_Consigne écrite A_
Recopiez le passage du texte sur le détachement des travailleurs en Europe, depuis « Une directive de » jusqu'à « sont plus faibles[13]. » inclus.

_Texte source_
La crainte d'un dumping social en Europe a aussi focalisé l'attention sur l'impact de la libre circulation. Elle s'est exprimée à travers le constat des différences de coût du travail. En avril 2012, une étude d'Eurostat avait mis en évidence les très grandes différences de coûts du travail au sein de l'Union européenne. Les coûts horaires (données 2011) étaient compris entre 3,5 € en Bulgarie et 39,3 € en Belgique. Le coût moyen horaire de la main d'œuvre au sein de la zone euro était de 27,6 € contre 23,1 € en moyenne pour l'ensemble de l'Union européenne. Les coûts horaires les plus élevés étaient constatés en Belgique (39,3€), en Suède (39,1€), au Danemark (38,6€), en France (34,2€), au Luxembourg (33,7€), aux Pays-Bas (31,1€) et en Allemagne (30,1€). Les plus bas coûts du travail horaire étaient observés en Bulgarie (3,5€), en Roumanie (4,2€, données 2010), en Lituanie (5,5€) et en Lettonie (5,9€).[11]

 

Elle a ensuite pris corps autour du débat sur les conditions de détachement des travailleurs. Cette procédure trouve un fondement dans le traité qui reconnaît le droit de libre prestation de services transfrontaliers (art. 56 TFUE). Selon la Commission Européenne, le nombre de travailleurs détachés au sein de l'Union européenne était de1,2 million, en 2011, soit moins de 1% de l'ensemble de la population de l'Union en âge de travailler. La France (144 411 travailleurs détachés en 2011) est le deuxième pays d'accueil, derrière l'Allemagne (311 000 travailleurs détachés en 2011) et devant la Belgique (125 000). La durée moyenne du détachement par salarié s'établit à 50 jours[12].

Le secteur de la construction est le plus grand utilisateur de travailleurs détachés  (25%), en particulier dans les petites et moyennes entreprises. Les autres secteurs concernés sont les services, les secteurs financiers et commerciaux, les transports, la communication et l'agriculture.

Une directive de 1996 a garanti aux travailleurs détachés un noyau dur de règles impératives de protection fixées dans l'État membre sur le territoire duquel le travail est exécuté. Les salaires et les conditions de travail sont celles du pays d'accueil. En revanche, les  cotisations sociales sont celles du pays d'origine. Un employeur peut donc avoir un coût du travail diminué en recrutant des salariés issus de pays où les cotisations sociales sont plus faibles[13].

_Lignes à traiter_
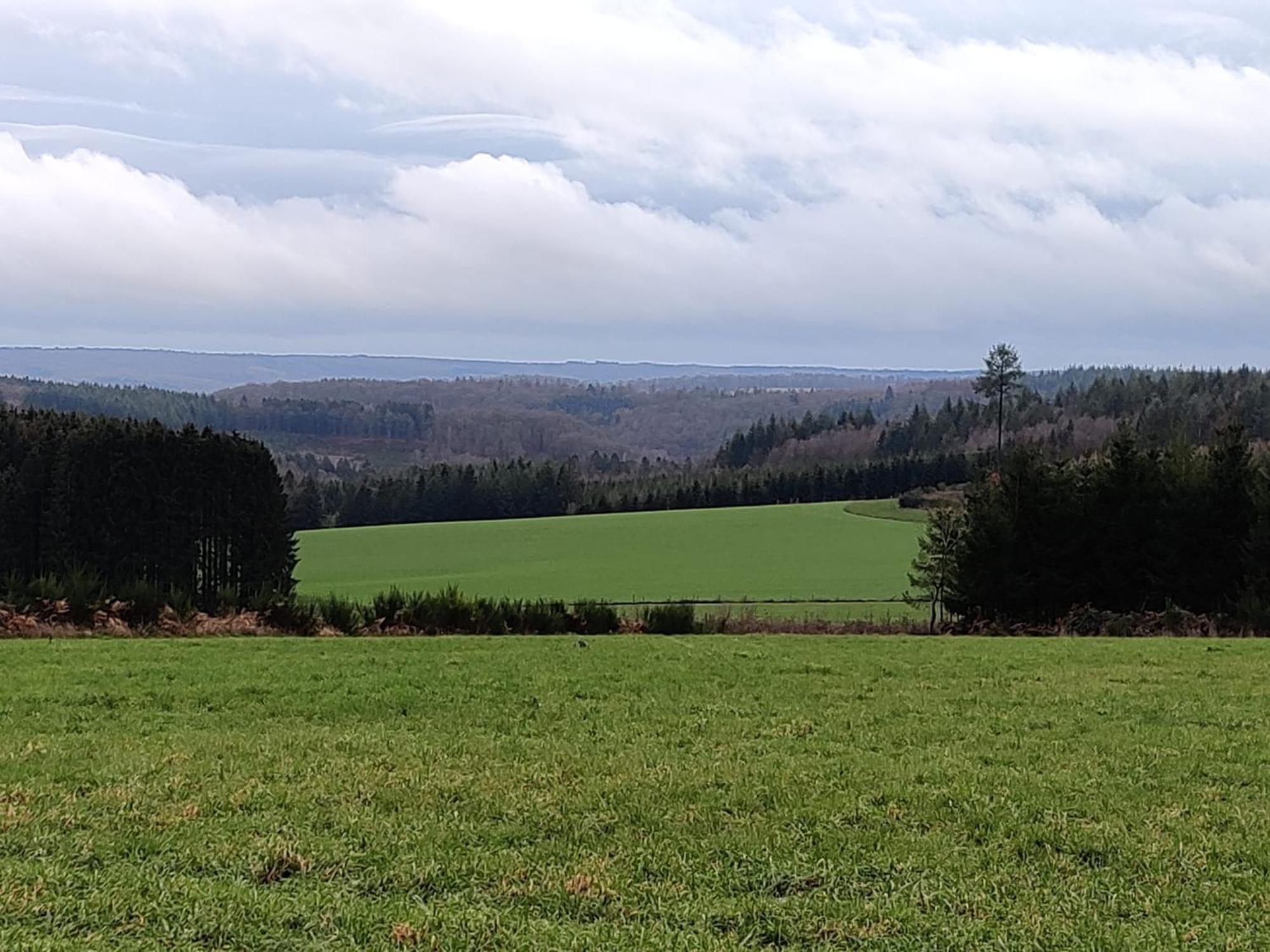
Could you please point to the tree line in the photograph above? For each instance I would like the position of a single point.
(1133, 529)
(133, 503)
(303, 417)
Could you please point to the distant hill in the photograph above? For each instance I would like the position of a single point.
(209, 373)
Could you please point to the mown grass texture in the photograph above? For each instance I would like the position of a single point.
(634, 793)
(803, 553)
---
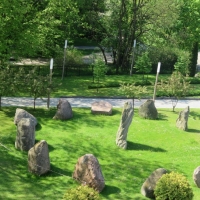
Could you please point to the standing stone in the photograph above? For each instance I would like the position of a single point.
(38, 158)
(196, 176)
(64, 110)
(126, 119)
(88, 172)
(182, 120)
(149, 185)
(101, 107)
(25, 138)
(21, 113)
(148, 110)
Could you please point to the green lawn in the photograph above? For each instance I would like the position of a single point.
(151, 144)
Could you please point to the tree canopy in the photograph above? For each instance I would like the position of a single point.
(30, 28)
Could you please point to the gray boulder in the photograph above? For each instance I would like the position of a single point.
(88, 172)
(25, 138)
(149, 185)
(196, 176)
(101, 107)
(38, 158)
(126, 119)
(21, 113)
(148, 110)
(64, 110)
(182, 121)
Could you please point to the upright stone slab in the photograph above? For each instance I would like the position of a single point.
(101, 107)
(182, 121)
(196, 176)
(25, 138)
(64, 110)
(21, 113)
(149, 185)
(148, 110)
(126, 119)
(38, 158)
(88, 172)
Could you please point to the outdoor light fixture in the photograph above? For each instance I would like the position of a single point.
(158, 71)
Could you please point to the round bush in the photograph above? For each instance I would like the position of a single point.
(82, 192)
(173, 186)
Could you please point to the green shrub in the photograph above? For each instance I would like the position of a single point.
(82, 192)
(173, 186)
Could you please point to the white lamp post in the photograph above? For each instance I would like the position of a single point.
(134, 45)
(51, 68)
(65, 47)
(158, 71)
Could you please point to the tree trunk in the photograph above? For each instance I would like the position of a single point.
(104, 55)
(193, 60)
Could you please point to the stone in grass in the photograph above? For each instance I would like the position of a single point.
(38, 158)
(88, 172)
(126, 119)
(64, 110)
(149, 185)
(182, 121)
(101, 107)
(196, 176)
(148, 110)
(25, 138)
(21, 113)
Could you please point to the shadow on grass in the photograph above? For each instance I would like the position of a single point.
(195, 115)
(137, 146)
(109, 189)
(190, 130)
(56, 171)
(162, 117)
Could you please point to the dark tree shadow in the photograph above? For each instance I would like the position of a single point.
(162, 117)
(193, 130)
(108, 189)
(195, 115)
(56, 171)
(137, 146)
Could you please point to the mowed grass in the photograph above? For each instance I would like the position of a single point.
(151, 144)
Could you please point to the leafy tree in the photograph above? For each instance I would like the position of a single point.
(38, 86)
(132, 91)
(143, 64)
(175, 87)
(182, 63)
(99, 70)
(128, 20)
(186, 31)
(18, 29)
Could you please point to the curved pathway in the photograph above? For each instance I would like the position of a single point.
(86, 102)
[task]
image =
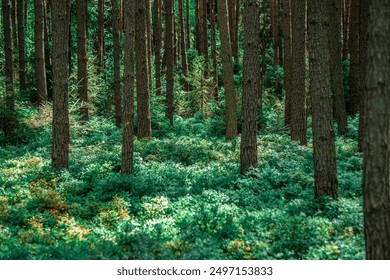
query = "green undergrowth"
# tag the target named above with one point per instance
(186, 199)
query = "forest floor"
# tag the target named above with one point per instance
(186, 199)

_Consigne écrite B_
Donnez seulement le nombre de lignes ci-dessus qui contiennent la chaîne « shadow ». La casse doit être respectée.

_Corrigé A_
Une directive de 1996 a garanti aux travailleurs détachés un noyau dur de règles impératives de protection fixées dans l'État membre sur le territoire duquel le travail est exécuté. Les salaires et les conditions de travail sont celles du pays d'accueil. En revanche, les  cotisations sociales sont celles du pays d'origine. Un employeur peut donc avoir un coût du travail diminué en recrutant des salariés issus de pays où les cotisations sociales sont plus faibles[13].

_Corrigé B_
2